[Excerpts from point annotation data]
_____
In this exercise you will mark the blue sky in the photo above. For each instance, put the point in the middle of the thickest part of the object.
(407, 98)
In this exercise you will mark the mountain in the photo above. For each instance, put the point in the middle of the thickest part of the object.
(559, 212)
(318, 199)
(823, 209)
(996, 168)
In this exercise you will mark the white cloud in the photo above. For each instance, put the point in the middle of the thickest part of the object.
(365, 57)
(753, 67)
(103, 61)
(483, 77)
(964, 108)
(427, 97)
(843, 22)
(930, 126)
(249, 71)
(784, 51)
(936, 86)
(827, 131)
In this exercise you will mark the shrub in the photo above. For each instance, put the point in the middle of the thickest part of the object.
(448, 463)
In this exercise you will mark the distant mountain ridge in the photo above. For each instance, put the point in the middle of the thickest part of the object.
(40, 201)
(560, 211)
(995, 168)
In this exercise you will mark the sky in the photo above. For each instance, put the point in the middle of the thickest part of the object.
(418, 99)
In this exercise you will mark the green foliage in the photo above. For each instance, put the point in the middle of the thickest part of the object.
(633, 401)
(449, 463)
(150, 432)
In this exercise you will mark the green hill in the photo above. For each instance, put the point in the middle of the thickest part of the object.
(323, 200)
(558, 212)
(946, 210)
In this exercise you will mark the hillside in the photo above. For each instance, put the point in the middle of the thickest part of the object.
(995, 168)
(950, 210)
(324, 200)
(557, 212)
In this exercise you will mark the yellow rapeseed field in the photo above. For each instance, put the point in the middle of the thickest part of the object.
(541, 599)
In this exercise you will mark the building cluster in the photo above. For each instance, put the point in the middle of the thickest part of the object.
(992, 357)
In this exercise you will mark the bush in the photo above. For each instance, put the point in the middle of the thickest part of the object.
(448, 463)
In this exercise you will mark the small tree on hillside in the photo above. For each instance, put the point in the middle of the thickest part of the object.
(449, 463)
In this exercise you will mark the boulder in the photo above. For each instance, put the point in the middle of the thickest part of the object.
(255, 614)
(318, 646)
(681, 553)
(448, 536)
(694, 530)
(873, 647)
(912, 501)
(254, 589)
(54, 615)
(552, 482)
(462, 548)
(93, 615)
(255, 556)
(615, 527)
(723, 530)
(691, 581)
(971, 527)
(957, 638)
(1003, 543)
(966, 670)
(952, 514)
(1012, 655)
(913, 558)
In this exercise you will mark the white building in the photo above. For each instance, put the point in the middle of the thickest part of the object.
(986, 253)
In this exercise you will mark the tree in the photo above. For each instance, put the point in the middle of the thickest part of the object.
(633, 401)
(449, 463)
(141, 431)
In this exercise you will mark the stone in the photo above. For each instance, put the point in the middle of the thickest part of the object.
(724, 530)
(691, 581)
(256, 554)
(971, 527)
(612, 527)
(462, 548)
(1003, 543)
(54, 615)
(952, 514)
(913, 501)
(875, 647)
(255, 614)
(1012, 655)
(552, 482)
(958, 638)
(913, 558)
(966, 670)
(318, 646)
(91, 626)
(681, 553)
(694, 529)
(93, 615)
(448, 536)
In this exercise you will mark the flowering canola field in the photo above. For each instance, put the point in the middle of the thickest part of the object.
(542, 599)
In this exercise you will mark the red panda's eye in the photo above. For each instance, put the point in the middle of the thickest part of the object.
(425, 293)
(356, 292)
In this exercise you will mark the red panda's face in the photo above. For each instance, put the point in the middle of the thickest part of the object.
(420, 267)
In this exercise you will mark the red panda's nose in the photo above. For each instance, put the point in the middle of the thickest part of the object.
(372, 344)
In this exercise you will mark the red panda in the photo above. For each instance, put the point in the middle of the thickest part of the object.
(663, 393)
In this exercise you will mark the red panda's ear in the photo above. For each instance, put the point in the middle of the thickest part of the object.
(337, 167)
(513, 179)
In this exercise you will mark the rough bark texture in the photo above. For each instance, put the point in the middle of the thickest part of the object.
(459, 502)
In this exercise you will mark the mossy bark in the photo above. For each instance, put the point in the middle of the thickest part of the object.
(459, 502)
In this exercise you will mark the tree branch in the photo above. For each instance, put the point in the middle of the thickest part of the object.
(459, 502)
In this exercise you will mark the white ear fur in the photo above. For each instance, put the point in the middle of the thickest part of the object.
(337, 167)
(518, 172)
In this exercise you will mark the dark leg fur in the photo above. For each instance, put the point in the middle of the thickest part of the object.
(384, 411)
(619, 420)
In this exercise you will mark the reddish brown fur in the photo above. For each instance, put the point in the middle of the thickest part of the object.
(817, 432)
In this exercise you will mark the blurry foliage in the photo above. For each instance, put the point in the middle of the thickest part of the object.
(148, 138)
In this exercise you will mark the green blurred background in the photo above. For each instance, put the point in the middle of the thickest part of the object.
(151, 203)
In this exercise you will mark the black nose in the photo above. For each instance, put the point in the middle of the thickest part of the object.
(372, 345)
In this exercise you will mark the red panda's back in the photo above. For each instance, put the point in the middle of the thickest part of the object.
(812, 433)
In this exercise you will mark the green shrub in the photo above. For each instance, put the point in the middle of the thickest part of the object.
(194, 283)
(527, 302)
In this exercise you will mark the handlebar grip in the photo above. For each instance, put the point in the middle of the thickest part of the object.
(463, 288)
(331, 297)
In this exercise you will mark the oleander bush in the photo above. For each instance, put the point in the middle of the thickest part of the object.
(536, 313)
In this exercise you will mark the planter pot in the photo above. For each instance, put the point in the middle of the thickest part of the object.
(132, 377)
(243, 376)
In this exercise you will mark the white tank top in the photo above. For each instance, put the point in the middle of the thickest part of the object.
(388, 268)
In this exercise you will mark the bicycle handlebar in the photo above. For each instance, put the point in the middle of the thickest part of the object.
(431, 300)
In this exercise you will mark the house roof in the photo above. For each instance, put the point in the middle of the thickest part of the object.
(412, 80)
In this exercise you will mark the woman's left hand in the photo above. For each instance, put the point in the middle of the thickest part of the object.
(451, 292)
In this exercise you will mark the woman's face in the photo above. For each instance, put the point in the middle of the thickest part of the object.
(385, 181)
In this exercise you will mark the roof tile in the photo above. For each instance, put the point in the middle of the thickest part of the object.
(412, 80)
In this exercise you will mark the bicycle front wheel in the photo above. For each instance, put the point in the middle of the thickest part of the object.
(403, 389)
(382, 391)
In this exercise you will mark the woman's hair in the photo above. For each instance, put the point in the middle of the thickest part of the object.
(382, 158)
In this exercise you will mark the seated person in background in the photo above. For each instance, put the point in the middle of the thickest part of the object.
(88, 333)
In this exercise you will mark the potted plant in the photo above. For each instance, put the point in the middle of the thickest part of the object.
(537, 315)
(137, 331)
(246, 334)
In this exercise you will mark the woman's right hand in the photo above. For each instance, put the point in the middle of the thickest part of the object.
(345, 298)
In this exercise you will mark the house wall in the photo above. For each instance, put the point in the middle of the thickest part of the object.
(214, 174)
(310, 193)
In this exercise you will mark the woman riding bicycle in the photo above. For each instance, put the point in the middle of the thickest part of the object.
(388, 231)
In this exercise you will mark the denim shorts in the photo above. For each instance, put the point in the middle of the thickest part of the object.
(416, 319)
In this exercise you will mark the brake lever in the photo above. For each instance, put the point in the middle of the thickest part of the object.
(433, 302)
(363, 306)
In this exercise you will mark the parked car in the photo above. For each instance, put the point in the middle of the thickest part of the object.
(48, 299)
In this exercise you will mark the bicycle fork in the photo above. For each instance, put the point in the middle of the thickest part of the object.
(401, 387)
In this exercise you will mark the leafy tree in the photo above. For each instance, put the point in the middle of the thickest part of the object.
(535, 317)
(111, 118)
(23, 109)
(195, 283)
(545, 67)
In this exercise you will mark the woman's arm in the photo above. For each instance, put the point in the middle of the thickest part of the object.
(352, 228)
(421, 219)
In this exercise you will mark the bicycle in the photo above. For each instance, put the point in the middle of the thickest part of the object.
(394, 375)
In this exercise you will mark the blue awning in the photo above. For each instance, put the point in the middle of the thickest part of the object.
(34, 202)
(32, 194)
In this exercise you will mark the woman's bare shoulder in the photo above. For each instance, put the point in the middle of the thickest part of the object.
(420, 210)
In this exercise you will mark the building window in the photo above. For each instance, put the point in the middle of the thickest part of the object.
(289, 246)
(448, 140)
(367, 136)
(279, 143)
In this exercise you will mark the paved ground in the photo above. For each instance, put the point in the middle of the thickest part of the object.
_____
■ What is asked ■
Copy out exactly the lines running from the line with "In this exercise you will mark the woman's bare" to the end of the records, inclusive.

■ Written response ■
In this exercise you will mark the woman's bare shoulder in the photo above. For each instance, put the point in the middle of the thickest part of the object.
(420, 210)
In this exercise you will mark the building window in the photo above. For each instance, put the point in the middle of the thickest part of the object.
(289, 246)
(448, 140)
(367, 136)
(279, 143)
In this exercise you will mark the paved ground in the photo above. For each instance, put the point in the middle of the thickest part of the object.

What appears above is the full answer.